§ What you will do
Among the entries below, count each line holding the word "bridge". Write only the number.

Data records:
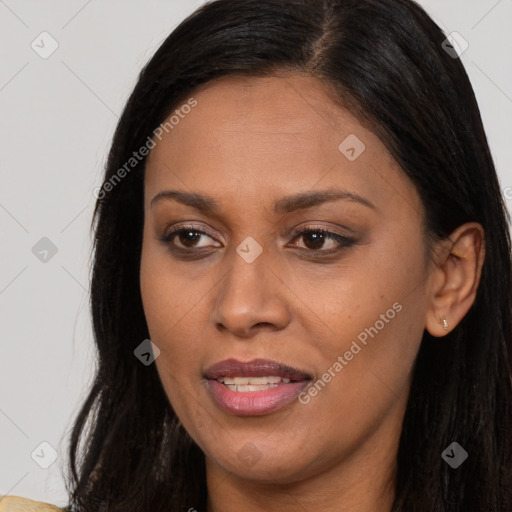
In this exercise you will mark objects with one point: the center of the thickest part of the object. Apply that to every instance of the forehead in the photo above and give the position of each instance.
(261, 137)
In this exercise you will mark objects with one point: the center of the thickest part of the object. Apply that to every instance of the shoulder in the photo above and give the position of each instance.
(18, 504)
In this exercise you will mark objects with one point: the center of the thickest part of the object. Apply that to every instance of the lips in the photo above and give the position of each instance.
(254, 388)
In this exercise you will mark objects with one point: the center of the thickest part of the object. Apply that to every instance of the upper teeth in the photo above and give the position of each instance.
(255, 381)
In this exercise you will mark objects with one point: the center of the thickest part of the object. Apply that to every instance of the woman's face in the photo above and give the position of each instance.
(240, 295)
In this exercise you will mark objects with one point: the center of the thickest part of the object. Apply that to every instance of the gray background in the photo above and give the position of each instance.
(57, 118)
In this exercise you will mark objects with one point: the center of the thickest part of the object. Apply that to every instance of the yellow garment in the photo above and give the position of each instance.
(17, 504)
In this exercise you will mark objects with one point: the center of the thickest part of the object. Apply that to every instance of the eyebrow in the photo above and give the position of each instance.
(286, 204)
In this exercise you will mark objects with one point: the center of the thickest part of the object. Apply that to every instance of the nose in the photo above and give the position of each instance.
(251, 297)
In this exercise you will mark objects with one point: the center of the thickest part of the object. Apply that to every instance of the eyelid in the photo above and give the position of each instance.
(343, 241)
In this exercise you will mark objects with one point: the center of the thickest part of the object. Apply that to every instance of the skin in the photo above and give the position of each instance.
(248, 143)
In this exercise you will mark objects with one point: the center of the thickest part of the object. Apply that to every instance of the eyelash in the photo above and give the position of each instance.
(343, 241)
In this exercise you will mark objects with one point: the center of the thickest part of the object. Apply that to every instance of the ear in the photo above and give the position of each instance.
(454, 278)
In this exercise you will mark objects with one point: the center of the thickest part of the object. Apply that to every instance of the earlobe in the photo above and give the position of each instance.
(455, 278)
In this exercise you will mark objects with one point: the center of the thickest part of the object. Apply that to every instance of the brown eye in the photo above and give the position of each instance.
(187, 238)
(316, 239)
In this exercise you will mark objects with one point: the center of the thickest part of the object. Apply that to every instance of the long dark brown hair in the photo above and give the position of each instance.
(385, 60)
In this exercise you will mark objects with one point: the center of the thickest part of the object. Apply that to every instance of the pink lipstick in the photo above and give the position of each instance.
(254, 388)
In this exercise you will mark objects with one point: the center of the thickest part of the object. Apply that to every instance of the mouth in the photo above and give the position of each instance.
(254, 388)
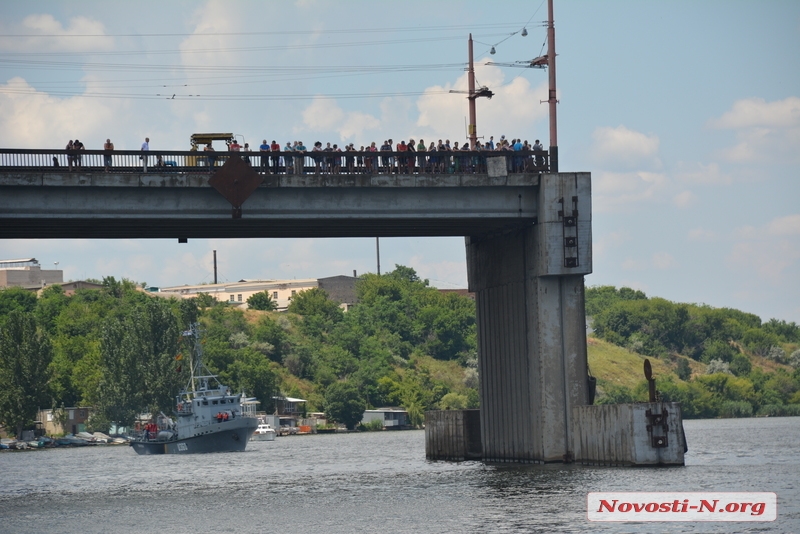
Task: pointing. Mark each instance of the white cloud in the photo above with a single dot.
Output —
(771, 252)
(663, 261)
(789, 225)
(602, 245)
(34, 119)
(325, 115)
(702, 235)
(765, 131)
(684, 199)
(700, 174)
(756, 112)
(619, 148)
(50, 35)
(613, 191)
(512, 111)
(206, 46)
(634, 264)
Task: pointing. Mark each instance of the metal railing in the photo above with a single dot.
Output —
(283, 162)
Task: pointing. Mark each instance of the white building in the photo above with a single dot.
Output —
(339, 288)
(27, 273)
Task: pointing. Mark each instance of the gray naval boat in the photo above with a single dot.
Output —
(208, 418)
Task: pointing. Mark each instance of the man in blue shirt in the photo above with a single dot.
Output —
(264, 157)
(299, 161)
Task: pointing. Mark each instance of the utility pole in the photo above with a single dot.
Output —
(473, 132)
(378, 253)
(551, 100)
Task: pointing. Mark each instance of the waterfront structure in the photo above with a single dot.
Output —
(528, 246)
(27, 273)
(339, 288)
(64, 420)
(389, 417)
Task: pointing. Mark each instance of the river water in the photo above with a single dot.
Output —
(379, 482)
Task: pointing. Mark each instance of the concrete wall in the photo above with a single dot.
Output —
(452, 435)
(531, 326)
(30, 277)
(617, 434)
(341, 289)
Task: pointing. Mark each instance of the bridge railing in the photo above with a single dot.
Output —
(284, 162)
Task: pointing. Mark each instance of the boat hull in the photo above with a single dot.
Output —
(222, 440)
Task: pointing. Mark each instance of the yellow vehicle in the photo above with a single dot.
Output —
(198, 140)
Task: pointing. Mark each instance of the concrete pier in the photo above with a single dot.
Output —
(531, 325)
(643, 434)
(452, 435)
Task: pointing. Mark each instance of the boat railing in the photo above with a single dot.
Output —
(184, 408)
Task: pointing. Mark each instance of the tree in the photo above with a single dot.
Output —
(683, 370)
(25, 354)
(138, 356)
(343, 403)
(16, 298)
(262, 301)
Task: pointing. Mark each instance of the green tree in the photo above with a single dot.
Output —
(343, 403)
(25, 354)
(16, 298)
(138, 356)
(683, 370)
(262, 301)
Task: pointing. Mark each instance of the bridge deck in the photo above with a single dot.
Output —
(54, 203)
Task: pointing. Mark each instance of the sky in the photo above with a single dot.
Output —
(686, 113)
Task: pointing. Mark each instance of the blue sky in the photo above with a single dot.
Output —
(686, 113)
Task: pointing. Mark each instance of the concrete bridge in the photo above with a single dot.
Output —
(528, 247)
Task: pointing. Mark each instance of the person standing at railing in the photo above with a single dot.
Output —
(145, 150)
(421, 155)
(108, 147)
(288, 160)
(70, 155)
(264, 149)
(538, 159)
(276, 159)
(211, 158)
(78, 146)
(300, 159)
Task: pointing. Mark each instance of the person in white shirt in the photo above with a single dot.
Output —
(145, 148)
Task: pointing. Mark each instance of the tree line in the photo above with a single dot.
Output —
(120, 351)
(750, 367)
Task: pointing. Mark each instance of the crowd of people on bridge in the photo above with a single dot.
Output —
(401, 158)
(405, 157)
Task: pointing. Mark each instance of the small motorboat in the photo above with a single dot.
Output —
(264, 432)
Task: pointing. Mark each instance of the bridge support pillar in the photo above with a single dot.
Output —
(531, 325)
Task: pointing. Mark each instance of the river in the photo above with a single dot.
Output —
(379, 482)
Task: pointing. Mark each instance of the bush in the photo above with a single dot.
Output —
(736, 409)
(683, 370)
(741, 365)
(717, 366)
(794, 359)
(776, 354)
(371, 426)
(780, 410)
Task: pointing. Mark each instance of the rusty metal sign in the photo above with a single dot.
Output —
(236, 181)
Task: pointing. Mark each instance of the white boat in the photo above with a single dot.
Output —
(264, 432)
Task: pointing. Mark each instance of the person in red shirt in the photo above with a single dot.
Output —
(275, 147)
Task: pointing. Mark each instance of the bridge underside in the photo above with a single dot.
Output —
(99, 228)
(170, 206)
(528, 248)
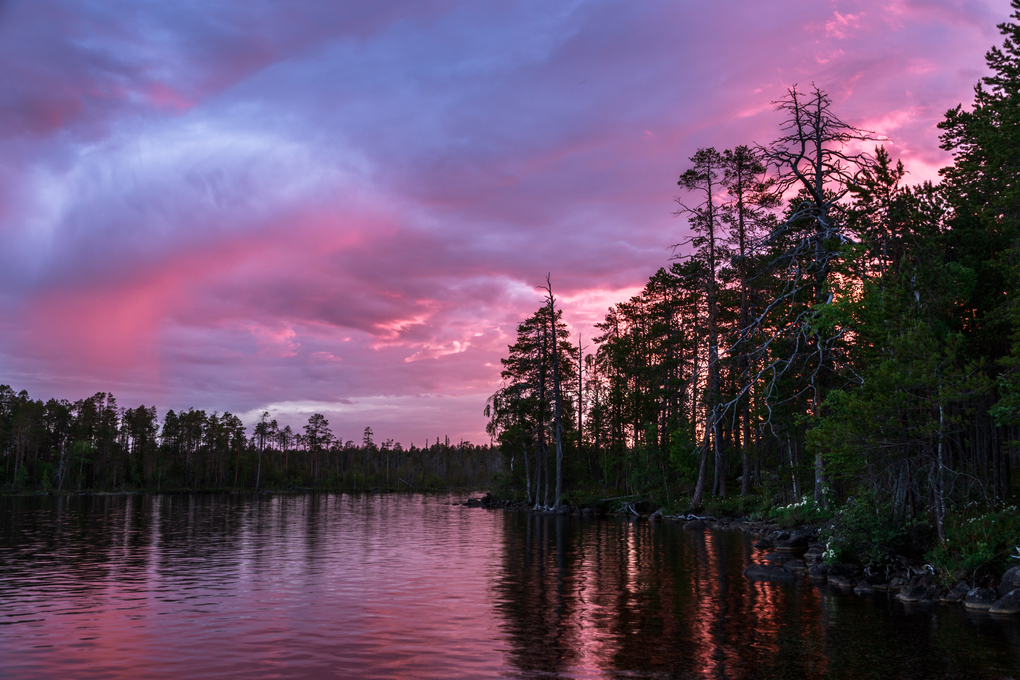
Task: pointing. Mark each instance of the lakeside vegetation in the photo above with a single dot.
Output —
(93, 445)
(831, 345)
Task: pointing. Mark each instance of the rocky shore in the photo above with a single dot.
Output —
(794, 555)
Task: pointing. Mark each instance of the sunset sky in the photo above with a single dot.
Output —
(346, 207)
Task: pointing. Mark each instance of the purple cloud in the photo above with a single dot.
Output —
(346, 208)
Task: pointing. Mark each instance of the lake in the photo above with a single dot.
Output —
(410, 586)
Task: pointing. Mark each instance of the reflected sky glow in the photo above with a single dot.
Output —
(246, 206)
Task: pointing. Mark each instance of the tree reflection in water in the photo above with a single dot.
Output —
(584, 597)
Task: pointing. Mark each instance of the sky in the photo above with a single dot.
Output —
(346, 207)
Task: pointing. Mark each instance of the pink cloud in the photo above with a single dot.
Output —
(347, 207)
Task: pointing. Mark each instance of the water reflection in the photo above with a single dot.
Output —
(601, 598)
(411, 586)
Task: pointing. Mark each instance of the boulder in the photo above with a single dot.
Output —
(1008, 604)
(818, 573)
(864, 588)
(914, 592)
(958, 592)
(1010, 582)
(769, 572)
(814, 554)
(843, 580)
(980, 598)
(794, 544)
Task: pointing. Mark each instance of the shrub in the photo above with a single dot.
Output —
(978, 542)
(804, 511)
(867, 532)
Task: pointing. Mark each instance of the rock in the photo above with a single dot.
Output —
(958, 592)
(794, 544)
(1008, 604)
(769, 572)
(914, 592)
(843, 580)
(818, 573)
(864, 588)
(1010, 582)
(814, 555)
(980, 598)
(795, 565)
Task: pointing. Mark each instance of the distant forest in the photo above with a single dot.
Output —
(829, 330)
(93, 445)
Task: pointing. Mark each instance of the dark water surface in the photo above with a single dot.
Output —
(408, 586)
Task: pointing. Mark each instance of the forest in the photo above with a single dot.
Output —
(832, 338)
(93, 445)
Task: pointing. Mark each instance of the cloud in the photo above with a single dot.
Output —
(349, 206)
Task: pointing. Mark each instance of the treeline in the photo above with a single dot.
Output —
(94, 445)
(828, 330)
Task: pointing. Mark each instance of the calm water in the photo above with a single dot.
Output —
(410, 586)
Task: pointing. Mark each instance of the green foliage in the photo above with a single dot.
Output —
(867, 532)
(755, 505)
(805, 511)
(979, 541)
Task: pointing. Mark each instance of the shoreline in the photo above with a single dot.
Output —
(796, 555)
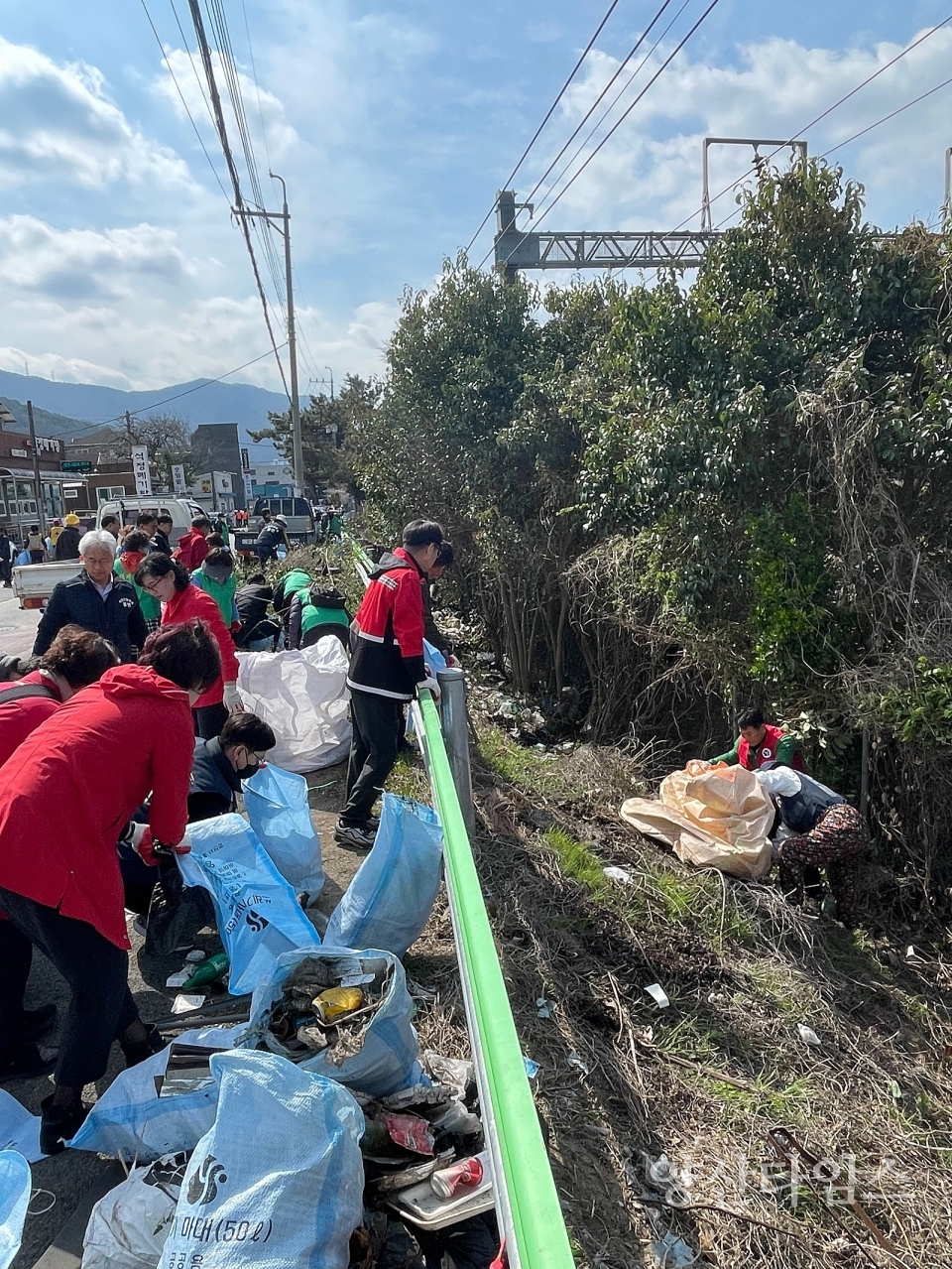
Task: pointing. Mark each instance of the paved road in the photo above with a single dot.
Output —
(18, 628)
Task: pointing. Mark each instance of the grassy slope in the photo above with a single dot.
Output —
(625, 1083)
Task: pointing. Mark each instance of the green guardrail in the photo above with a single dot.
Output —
(530, 1202)
(527, 1196)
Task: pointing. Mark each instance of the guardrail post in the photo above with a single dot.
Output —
(455, 732)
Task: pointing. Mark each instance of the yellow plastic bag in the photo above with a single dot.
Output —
(711, 817)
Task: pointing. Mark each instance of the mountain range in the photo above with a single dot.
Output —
(67, 406)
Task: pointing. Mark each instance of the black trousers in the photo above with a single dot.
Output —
(373, 751)
(15, 958)
(209, 721)
(96, 971)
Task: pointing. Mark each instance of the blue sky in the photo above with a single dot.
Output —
(393, 126)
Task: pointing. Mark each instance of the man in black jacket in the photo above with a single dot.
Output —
(96, 600)
(160, 542)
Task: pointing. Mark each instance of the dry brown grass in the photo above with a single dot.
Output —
(700, 1083)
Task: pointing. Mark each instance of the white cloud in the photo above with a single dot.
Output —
(58, 123)
(268, 123)
(650, 174)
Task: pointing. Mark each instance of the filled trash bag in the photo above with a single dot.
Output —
(14, 1200)
(259, 914)
(278, 1179)
(128, 1226)
(277, 804)
(132, 1120)
(800, 799)
(384, 1058)
(711, 817)
(303, 696)
(390, 900)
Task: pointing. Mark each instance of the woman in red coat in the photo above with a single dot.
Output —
(182, 601)
(60, 879)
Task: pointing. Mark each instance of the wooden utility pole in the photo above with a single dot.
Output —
(37, 486)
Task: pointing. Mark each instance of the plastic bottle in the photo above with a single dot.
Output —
(208, 971)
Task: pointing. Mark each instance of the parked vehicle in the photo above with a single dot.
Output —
(33, 582)
(296, 510)
(181, 510)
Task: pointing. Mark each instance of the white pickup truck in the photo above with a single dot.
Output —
(33, 582)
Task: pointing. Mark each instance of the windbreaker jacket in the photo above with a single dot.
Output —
(62, 806)
(18, 718)
(191, 550)
(118, 617)
(185, 605)
(388, 646)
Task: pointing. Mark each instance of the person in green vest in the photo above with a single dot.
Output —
(215, 576)
(315, 610)
(135, 549)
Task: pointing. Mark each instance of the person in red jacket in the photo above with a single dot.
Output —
(75, 659)
(181, 601)
(386, 669)
(60, 819)
(192, 547)
(761, 742)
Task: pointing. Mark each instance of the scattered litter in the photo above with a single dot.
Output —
(465, 1174)
(130, 1224)
(459, 1122)
(672, 1253)
(183, 1004)
(454, 1073)
(622, 874)
(658, 994)
(19, 1129)
(409, 1131)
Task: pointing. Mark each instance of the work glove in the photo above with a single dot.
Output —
(232, 698)
(431, 685)
(147, 846)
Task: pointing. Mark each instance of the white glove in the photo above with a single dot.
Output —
(432, 687)
(135, 833)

§ Answer section
6